◆ Exercise goal
Locate every line in the listing that contains the string "chevron" and copy those lines in full. Case counts.

(Labeled region records)
○ ○ ○ ○ ○

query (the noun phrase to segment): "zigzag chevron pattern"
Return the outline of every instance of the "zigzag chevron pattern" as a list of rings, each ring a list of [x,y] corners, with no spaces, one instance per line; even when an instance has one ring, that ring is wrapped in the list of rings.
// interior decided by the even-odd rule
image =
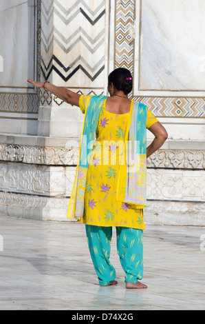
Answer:
[[[42,26],[41,73],[45,80],[53,72],[65,82],[72,81],[78,72],[82,79],[86,76],[92,82],[101,76],[105,70],[105,1],[42,1]]]
[[[116,1],[116,68],[133,70],[133,39],[130,34],[134,23],[134,1]]]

○ ○ ○ ○ ○

◆ Exercise solution
query (the noun phrase to segment): "zigzag chevron pattern"
Return the outline of every instance of the "zigzag chevron pattern" as a list of rings, each ring a list of [x,y] corners, with no spaces, one instance per line; even when an instance has one ring, that ring is wrapped in the list of rings.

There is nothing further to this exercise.